━━ Extrait du texte ━━

La présidente: Merci, monsieur St-Amant. Monsieur Bellemare.

M. Eugène Bellemare (Carleton—Gloucester, Lib.): Merci, madame la présidente.

[Traduction]

Ma question que j'adresse au professeur Rosenberg porte sur la section concernant la protection des renseignements personnels. Je sais pertinemment que ce projet de loi porte expressément sur le commerce électronique, le commerce au sein d'une province, à l'extérieur des provinces, d'une province à l'autre et à l'étranger et, bien sûr, les accommodements avec l'Europe et le reste du monde... Mais en ce qui concerne l'accès à l'information, il semble que les journalistes, les artistes, les comédiens et les auteurs aient libre accès à votre information personnelle. J'ai été surpris que vous ne l'ayez pas souligné, que peut-être, et même là je trouverais que ce n'est pas assez restrictif, le mot «commercial» ou «d'affaire» devrait apparaître dans la formule «l'organisation ne peut recueillir de renseignements personnels à l'insu de l'intéressé et sans son consentement que dans les cas suivants»; et dans le cas des journalistes, j'ajouterais «renseignements personnels». Si l'on veut faire du commerce électronique, pourquoi a-t-on besoin de connaître les affaires personnelles de toute personne au Canada plutôt que de s'en tenir au commerce personnel ou aux affaires commerciales de la personne? Commençons par cette distinction d'abord.

M. Richard Rosenberg: Ils ne le devraient pas, évidemment.

M. Eugène Bellemare: Ils ne devraient pas quoi?

M. Richard Rosenberg: Ils ne devraient pas le savoir. Ils ne devraient pas pouvoir consulter, réunir ou utiliser des données qui dépassent les besoins immédiats de la transaction. Là encore, je pense que c'est un principe de longue date dans le domaine de la protection de la vie privée.

• 1645

Toutefois, en général, de telles dispositions sont formulées de façon à donner beaucoup de latitude aux organisations. Par exemple, certaines organisations affirment dans leur déclaration de protection de la vie privée qu'elles ne recueillent que l'information nécessaire pour mener leurs affaires, ce qui laisse une grande latitude dans l'interprétation de ce qui est nécessaire pour mener leurs affaires.

Donc, même si vous tentez d'être explicite, comme c'est le cas ici, même si vous précisez qu'il ne faut recueillir que l'information nécessaire à la transaction, pour moi, il n'est pas évident que vous limitiez ainsi considérablement l'information recueillie en fin de compte.

M. Eugène Bellemare: Vous ne croyez pas que le paragraphe 7(1)...

La présidente: Monsieur Bellemare, M. Mollard aimerait ajouter quelque chose.

M. Murry Mollard: Je voulais souligner ce qu'a dit le professeur Rosenberg et faire ressortir les limitations du projet de loi à cet égard. Pour résoudre ce problème, on pourrait notamment songer à inclure dans le projet de loi un principe de justification semblable à ce qu'on trouve dans la loi du Québec ou dans la directive de la Commission européenne sur l'intention sérieuse et légitime.

━━━
━━ Extrait de données ━━

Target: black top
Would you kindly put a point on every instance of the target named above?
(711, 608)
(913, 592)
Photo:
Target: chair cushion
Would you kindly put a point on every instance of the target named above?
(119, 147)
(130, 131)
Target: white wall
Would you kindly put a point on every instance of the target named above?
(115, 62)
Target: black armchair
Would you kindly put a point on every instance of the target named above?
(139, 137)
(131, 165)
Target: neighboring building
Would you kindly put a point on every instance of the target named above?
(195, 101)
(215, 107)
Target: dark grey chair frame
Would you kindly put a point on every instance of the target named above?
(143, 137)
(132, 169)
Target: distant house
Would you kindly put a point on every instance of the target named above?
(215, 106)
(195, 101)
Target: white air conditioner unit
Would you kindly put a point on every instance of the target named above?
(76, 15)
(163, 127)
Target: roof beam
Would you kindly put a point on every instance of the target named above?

━━━

Travail demandé:
Répondez à ces questions sur l'extrait du texte :
1. À qui M. Bellemare adresse-t-il sa question ?
2. D'après M. Rosenberg, quelles données les organisations ne devraient-elles pas pouvoir consulter, réunir ou utiliser ?
3. Quels deux modèles M. Mollard mentionne-t-il pour un principe de justification ?

Exercice corrigé:
1. Au professeur Rosenberg.
2. Les données qui dépassent les besoins immédiats de la transaction.
3. La loi du Québec et la directive de la Commission européenne sur l'intention sérieuse et légitime.